# REQUIRED ACTION 1:
Transcribe the part of the article on Harrison County rental relief that begins at the words "The grant will" and stops after the words "qualifies for help?".
# REQUIRED ACTION 2:
Answer these questions from the article on Harrison County rental relief:
(a) How much did Harrison County receive for emergency rental assistance?
(b) For up to how many months of unpaid rent can qualified families get funding?
(c) What is the income limit for an individual?

Harrison County gets $6M in COVID relief funds to help renters. Here’s how to apply
Mississippi Coast residents who have fallen behind on rent payments since the pandemic began are eligible for a new round of relief money from the federal government.
Harrison County has received $6 million for emergency rental assistance from the U.S. Treasury Department, as part of more than $21.6 billion to help renters in the American Rescue Plan, plus $25 billion in an earlier stimulus package. The state of Mississippi is getting at least $152 million for rental assistance, according to the Treasury Department.
The grant will allow qualified families to get funding for up to 12 months of unpaid rent, and up to three months of assistance with rent moving forward.
The money will be paid directly to landlords, so they’ll get relief, too, said Mary Simons, executive director of the Open Doors Homeless Coalition, which is administering the Harrison County grant.
“It’s huge,” Simons said. “It is absolutely huge. The fact that people can be assisted to remain stably in their homes means we will not have the mass evictions that people were concerned about at the beginning of the pandemic.
“We also will be able to ensure that landlords, as small businesses, are able to become whole as long as the tenants remain in their units.”
Who qualifies for help?
Your income must be below $48,700 for a family of four, or below $34,100 for an individual. (This is 80% of the area’s median income and below.)

# DATA EXCERPT:

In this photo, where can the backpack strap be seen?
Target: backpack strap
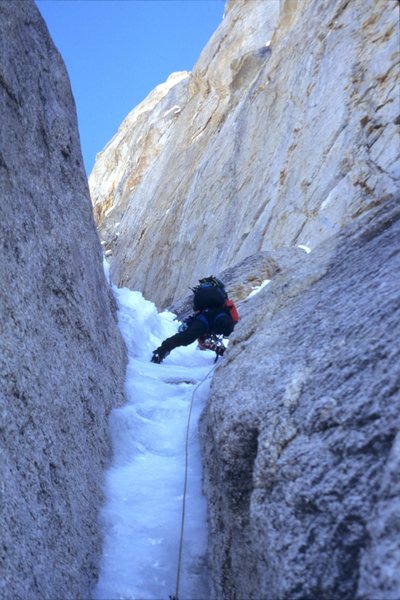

# SOLUTION 1:
The grant will allow qualified families to get funding for up to 12 months of unpaid rent, and up to three months of assistance with rent moving forward.
The money will be paid directly to landlords, so they’ll get relief, too, said Mary Simons, executive director of the Open Doors Homeless Coalition, which is administering the Harrison County grant.
“It’s huge,” Simons said. “It is absolutely huge. The fact that people can be assisted to remain stably in their homes means we will not have the mass evictions that people were concerned about at the beginning of the pandemic.
“We also will be able to ensure that landlords, as small businesses, are able to become whole as long as the tenants remain in their units.”
Who qualifies for help?

# SOLUTION 2:
(a) $6 million
(b) Up to 12 months
(c) Below $34,100